WORK TO COMPLETE. From the line containing "dog in the photo above." down to the last line of the material, return those lines verbatim and only those.

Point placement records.
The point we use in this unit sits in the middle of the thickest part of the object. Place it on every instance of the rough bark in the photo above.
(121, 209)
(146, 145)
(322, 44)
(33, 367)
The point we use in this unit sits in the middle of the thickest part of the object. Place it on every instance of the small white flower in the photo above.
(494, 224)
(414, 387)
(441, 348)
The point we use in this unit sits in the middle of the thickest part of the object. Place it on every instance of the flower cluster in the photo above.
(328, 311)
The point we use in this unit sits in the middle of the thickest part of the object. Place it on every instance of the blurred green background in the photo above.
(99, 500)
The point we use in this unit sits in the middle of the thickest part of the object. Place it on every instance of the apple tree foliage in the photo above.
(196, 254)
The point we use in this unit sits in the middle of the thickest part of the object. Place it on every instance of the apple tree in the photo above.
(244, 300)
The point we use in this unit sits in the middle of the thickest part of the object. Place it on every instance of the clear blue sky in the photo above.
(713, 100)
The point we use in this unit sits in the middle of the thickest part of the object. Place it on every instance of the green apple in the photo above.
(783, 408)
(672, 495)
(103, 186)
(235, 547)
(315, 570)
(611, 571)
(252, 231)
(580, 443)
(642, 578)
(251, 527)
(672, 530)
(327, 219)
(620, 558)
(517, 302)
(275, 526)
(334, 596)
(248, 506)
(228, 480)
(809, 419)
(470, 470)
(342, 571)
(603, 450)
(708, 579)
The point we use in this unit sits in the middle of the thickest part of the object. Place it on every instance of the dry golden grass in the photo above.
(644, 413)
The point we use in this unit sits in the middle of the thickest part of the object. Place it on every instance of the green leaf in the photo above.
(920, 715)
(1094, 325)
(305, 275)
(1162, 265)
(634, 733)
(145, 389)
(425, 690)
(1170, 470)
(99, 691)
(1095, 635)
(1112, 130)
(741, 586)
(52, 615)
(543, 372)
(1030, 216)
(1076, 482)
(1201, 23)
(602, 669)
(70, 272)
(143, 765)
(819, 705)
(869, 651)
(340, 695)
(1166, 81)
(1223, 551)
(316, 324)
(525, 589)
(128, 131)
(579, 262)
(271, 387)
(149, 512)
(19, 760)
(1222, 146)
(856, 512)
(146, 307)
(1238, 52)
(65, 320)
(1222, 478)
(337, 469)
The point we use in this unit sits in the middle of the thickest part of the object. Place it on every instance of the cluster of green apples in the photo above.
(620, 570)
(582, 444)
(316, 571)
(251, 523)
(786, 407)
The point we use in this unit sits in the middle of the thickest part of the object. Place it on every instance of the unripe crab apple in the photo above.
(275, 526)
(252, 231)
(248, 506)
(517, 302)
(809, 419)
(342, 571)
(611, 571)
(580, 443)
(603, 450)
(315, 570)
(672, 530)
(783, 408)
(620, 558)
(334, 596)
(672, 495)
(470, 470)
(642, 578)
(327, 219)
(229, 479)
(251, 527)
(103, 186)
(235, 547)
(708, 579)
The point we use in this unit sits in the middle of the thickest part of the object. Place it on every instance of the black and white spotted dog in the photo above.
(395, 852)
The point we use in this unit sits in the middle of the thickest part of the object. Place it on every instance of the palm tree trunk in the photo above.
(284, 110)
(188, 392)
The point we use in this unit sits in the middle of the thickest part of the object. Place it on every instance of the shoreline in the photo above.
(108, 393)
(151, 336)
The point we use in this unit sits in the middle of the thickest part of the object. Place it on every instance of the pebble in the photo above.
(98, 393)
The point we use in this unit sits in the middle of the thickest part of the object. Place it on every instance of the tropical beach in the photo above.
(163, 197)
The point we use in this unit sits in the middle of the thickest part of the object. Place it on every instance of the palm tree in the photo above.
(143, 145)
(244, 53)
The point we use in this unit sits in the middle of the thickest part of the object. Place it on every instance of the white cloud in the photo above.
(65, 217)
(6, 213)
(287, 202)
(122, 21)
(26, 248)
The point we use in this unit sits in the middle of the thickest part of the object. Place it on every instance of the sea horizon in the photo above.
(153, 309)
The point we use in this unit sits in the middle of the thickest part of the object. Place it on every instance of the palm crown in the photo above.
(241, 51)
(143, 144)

RESULT OF THE TASK.
The point we use in this unit sits in the middle of the thickest part of the object. Place it on every instance of the black and white spotted dog in the photo above.
(395, 852)
The point we use in this unit sits in the middle of the thickest part of the object. Place it on every instance of the palm tree trunk in the photo above.
(284, 110)
(188, 392)
The point we use in this unit sits in the middle of the thickest part of the object. Place it on every instance of the shoreline in the photo above.
(108, 393)
(151, 336)
The point we use in this unit sits in the middle of the thickest part of the object. Place it on every instance of the pebble in the photo above.
(98, 393)
The point we use in this unit sits in the middle of the thickest part of the object. Place it on every instance of the tropical beach in the photo above.
(163, 197)
The point we use in this unit sits in the middle of the thickest part of the object. Place it on every instance of the palm tree in the photo above.
(143, 145)
(244, 53)
The point we use in this unit sits in the middle of the thickest part of the object. Place it on every instance of the white cloud in the photo above.
(65, 217)
(6, 213)
(287, 202)
(122, 21)
(26, 248)
The point we use in this unit sits in the middle of the thickest part of the object. Place it on every instance of the sea horizon in the photo above.
(153, 309)
The point we use in this unit sits in the middle of the thickest part of the object. Place it on every instance of the palm crown in the photo above.
(241, 51)
(143, 144)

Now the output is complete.